> **Task statement**
From the SGD classifier page below, quote verbatim the stretch from "from data_prep_credit import" through "use a pipeline.".

> **Selected extract**
(begin)
SGD Classifier
Contents
SGD Classifier#
We use a classification model to predict which customers will default on their credit card debt. Our estimator implements regularized linear models with stochastic gradient descent (SGD) learning.
Data#
To learn more about the data and all of the data preparation steps, take a look at this page. Here, we simply import a Python script which includes all of the necessary steps.
from data_prep_credit import *
Model#
from sklearn.linear_model import SGDClassifier
from sklearn.preprocessing import StandardScaler
from sklearn.pipeline import make_pipeline
# We always scale the input. The most convenient way is to use a pipeline.
clf = make_pipeline(StandardScaler(),
SGDClassifier(loss="hinge",
alpha=0.01,
max_iter=200,
fit_intercept=True,
tol=1e-3))
clf.fit(X_train, y_train)
y_pred = clf.fit(X_train, y_train).predict(X_test)
from sklearn.metrics import confusion_matrix, ConfusionMatrixDisplay
import matplotlib.pyplot as plt
cm = confusion_matrix(y_test, y_pred)
disp = ConfusionMatrixDisplay(confusion_matrix=cm,
display_labels=clf.classes_)
disp.plot()
plt.show()
from sklearn.metrics import classification_report
print(classification_report(y_test, y_pred, target_names=['No', 'Yes']))
precision recall f1-score support
No 0.97 1.00 0.99 2909
Yes 1.00 0.04 0.08 91
accuracy 0.97 3000
macro avg 0.99 0.52 0.53 3000
weighted avg 0.97 0.97 0.96 3000
(end)
> **Stored rows**
(begin)
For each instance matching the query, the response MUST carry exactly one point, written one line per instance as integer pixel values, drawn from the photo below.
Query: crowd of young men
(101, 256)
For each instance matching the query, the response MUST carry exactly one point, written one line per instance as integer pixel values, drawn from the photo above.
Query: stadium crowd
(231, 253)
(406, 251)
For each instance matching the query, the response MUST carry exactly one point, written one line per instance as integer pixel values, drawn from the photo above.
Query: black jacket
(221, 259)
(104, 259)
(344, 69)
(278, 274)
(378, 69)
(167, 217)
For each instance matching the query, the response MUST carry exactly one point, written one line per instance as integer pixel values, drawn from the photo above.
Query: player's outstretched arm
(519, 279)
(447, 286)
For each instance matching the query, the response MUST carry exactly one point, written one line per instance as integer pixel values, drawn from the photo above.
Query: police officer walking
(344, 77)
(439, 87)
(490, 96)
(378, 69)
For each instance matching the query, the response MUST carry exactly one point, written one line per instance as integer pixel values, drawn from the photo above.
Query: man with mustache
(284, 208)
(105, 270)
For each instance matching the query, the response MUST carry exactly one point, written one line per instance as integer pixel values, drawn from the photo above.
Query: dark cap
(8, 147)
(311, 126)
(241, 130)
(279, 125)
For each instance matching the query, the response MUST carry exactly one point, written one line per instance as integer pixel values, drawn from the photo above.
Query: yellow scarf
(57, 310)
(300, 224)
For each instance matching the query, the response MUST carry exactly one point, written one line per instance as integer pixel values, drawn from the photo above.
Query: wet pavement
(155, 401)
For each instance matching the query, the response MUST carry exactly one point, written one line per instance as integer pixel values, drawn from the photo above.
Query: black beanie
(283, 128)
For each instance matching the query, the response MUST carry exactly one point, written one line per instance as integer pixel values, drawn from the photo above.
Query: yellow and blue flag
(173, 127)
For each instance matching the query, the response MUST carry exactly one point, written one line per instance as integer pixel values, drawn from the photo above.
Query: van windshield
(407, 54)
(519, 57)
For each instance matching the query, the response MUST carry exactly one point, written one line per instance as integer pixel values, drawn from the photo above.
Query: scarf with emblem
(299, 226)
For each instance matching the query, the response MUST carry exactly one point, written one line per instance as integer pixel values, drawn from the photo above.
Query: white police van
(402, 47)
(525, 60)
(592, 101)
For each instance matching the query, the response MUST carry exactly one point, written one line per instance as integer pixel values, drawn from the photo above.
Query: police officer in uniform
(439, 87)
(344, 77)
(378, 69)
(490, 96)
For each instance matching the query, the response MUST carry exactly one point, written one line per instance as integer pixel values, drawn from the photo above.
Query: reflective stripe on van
(end)
> **Completed task**
from data_prep_credit import *
Model#
from sklearn.linear_model import SGDClassifier
from sklearn.preprocessing import StandardScaler
from sklearn.pipeline import make_pipeline
# We always scale the input. The most convenient way is to use a pipeline.